# EXERCISE
Word for word, transcribe the listing that follows, minus any pictures.

= Beginning of Section =

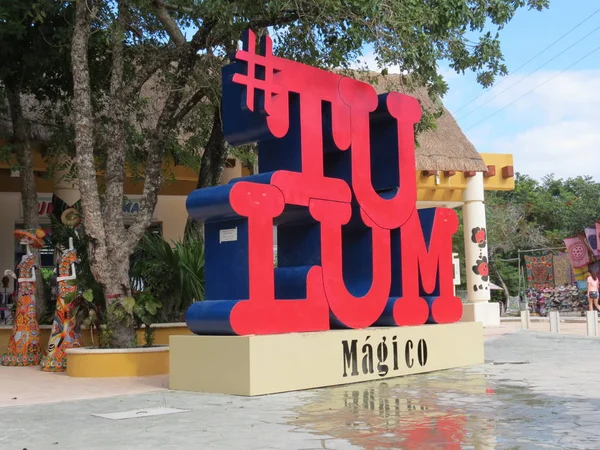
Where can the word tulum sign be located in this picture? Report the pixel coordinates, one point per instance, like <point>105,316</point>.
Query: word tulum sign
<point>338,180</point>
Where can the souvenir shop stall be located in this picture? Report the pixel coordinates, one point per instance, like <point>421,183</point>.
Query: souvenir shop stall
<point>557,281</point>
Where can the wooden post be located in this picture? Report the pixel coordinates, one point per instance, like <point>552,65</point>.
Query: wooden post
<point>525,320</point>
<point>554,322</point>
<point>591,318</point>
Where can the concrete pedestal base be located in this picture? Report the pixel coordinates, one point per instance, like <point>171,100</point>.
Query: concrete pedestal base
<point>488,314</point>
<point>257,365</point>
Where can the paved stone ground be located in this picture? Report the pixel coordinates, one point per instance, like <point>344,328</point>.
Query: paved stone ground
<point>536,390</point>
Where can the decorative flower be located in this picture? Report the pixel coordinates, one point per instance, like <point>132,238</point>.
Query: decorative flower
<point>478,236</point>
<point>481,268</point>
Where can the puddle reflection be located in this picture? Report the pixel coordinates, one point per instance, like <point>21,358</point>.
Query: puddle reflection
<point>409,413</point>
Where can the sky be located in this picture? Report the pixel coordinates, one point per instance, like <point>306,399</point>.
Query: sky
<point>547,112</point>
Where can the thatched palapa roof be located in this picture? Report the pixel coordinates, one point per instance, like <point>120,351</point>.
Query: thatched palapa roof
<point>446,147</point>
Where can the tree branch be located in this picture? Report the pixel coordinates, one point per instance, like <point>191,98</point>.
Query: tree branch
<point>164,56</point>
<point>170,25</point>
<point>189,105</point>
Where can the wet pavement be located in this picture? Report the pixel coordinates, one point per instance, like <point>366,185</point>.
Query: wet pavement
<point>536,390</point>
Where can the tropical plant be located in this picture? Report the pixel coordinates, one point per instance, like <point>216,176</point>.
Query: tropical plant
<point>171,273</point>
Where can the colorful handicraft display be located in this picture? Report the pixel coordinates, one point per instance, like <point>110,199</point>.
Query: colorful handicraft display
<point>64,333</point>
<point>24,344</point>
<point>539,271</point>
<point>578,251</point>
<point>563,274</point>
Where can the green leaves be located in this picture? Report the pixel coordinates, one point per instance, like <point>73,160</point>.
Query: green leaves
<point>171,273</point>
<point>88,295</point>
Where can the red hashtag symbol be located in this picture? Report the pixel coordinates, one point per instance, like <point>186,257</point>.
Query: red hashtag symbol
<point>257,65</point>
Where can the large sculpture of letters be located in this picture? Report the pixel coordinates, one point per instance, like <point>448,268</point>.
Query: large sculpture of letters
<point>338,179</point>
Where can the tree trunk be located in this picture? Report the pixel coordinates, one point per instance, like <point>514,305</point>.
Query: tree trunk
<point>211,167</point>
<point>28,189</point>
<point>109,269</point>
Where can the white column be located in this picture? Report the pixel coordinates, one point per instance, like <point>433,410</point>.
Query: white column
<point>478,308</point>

= End of Section =

# COMPLETED EXERCISE
Where can the word tulum sign be located in this picture? Report the pixel coordinates, one point per instance, like <point>105,316</point>.
Query: word tulum sign
<point>338,180</point>
Where can the souvenir shop stall be located in this picture? Report the pixel coordinates, one point per instance, like <point>421,183</point>.
Query: souvenir shop stall
<point>557,281</point>
Where can the wooden post be located in this picture? Report the pixel coordinates, one point per instance, like <point>552,65</point>.
Query: wooden post
<point>525,320</point>
<point>554,322</point>
<point>591,318</point>
Where can the concrete pedestal base be located in this picture? Report the pixel coordinates, one point per instance, like <point>171,100</point>.
Query: concrete pedestal base
<point>488,314</point>
<point>257,365</point>
Where can the paved stone ground be located in this picture? Report the pixel coordinates, one point per instance, like <point>344,328</point>.
Query: paved stone ground
<point>536,390</point>
Where can the decorative flower be located in this picture? Report the pixel coordinates, one point per instance, like <point>132,238</point>.
Query: decorative flower
<point>478,236</point>
<point>481,268</point>
Where can the puddle reflection be located in this picture? Report the pixel coordinates, one point per instance, like <point>21,358</point>.
Query: puddle reflection
<point>409,413</point>
Where can the sky be located in this picture? Report the pixel coordinates, one point per instance, like <point>306,399</point>.
Query: sky
<point>547,112</point>
Where can the thatched palapa roof be located in this picture? Report the pixel coordinates, one point per instance, like <point>120,351</point>.
Query: thatched palapa roof
<point>446,147</point>
Where can the tree branch be located in this picture? Report the pixel coordinates, one point per instance, like <point>191,98</point>.
Query: tree branch
<point>164,56</point>
<point>170,25</point>
<point>189,105</point>
Where can the wet pavement be located in this picture? Report the pixel coordinates, one point per instance, like <point>366,185</point>.
Query: wet pavement
<point>536,390</point>
Where can the tropical plant be located in this picture? Report the pixel coordinates, one point per instance, like <point>216,176</point>.
Query: tropical plant
<point>171,273</point>
Where can the colorful handicraft display be located in this picture? Report the pixel coordinates, one point per instance, like <point>110,199</point>.
Query: colorful handicraft display
<point>64,333</point>
<point>24,344</point>
<point>539,271</point>
<point>578,251</point>
<point>563,274</point>
Where can the green leaves be located in this picture? Report the pixel coordinates, one point per instance, like <point>73,160</point>.
Query: green leaves
<point>171,273</point>
<point>88,295</point>
Where can the red hashtag symbol be located in this picture? Report the pixel coordinates, one point per instance, like <point>186,257</point>.
Query: red hashtag symbol
<point>257,65</point>
Where can the large sculpture of letters be located in this picture? Report the pixel coordinates, one point per instance, like <point>448,268</point>.
Query: large sculpture of letters
<point>338,179</point>
Where can the tree trunk be located in this picture? Report the pixel coordinates, one point per instance, like <point>514,305</point>.
Query: tree trunk
<point>211,167</point>
<point>28,189</point>
<point>109,269</point>
Where can the white column be located in this picture? Report the pixel coordinates, one point per instance, like <point>433,410</point>.
Query: white column
<point>478,308</point>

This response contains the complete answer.